## [Task]
Gather all lines in the entries below that include the word "roof".

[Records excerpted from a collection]
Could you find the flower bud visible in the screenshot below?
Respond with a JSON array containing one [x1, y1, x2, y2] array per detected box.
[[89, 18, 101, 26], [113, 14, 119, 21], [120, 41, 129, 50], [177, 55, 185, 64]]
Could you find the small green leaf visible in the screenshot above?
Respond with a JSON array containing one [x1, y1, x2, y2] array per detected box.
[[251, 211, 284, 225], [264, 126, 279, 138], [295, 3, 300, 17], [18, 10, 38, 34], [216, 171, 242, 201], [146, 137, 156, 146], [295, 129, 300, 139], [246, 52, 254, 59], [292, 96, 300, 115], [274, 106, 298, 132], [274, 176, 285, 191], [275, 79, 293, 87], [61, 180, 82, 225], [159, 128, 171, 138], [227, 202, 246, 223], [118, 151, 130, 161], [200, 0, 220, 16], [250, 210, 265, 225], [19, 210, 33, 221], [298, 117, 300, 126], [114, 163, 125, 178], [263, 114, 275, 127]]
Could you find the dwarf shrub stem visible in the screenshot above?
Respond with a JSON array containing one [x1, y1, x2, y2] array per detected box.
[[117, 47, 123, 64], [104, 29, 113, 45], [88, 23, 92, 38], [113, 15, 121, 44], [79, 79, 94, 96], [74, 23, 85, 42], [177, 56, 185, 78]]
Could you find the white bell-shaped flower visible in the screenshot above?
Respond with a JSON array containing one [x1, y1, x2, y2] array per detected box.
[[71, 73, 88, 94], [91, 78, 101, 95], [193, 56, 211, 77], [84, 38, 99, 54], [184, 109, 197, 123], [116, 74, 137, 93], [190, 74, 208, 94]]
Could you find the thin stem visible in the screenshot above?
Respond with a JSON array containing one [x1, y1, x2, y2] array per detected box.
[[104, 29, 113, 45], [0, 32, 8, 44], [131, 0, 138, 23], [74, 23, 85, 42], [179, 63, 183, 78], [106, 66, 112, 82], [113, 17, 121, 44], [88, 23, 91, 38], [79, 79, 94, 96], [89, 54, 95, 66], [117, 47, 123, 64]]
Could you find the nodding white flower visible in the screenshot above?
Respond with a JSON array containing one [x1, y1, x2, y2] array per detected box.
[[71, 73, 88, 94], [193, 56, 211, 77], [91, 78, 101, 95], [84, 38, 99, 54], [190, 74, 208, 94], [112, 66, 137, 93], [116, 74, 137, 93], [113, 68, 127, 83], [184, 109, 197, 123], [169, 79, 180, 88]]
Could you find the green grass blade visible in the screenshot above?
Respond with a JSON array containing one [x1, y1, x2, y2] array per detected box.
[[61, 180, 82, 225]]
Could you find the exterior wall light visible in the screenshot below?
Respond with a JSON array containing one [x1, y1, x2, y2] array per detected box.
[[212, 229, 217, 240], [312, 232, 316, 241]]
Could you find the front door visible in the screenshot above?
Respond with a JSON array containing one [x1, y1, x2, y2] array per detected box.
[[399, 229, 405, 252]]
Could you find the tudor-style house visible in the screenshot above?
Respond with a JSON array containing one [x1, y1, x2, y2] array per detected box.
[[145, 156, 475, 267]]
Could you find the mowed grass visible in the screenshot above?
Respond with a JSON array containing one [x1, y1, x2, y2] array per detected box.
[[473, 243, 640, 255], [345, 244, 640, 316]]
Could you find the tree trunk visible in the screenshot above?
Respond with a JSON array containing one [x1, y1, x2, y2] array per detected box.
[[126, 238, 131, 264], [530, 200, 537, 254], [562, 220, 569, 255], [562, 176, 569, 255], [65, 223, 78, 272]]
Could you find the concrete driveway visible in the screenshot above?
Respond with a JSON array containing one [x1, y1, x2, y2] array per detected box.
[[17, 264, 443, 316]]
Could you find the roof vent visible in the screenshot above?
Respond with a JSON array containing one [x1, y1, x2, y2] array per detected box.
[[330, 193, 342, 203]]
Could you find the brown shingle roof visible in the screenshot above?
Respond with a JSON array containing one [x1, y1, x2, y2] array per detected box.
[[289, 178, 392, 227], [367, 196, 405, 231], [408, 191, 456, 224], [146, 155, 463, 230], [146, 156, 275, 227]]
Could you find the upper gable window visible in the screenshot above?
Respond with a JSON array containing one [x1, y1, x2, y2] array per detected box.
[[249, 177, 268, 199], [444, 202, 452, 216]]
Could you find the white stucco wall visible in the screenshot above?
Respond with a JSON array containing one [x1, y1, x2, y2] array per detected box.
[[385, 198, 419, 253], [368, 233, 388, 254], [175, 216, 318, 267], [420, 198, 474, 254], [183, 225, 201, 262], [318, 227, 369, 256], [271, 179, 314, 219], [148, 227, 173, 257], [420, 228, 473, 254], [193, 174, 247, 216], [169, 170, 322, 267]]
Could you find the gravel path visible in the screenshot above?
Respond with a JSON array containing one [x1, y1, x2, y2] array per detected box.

## [Exercise solution]
Could you find the roof vent visible in the screenshot above?
Could you find the brown shingle roof visible in the screenshot above?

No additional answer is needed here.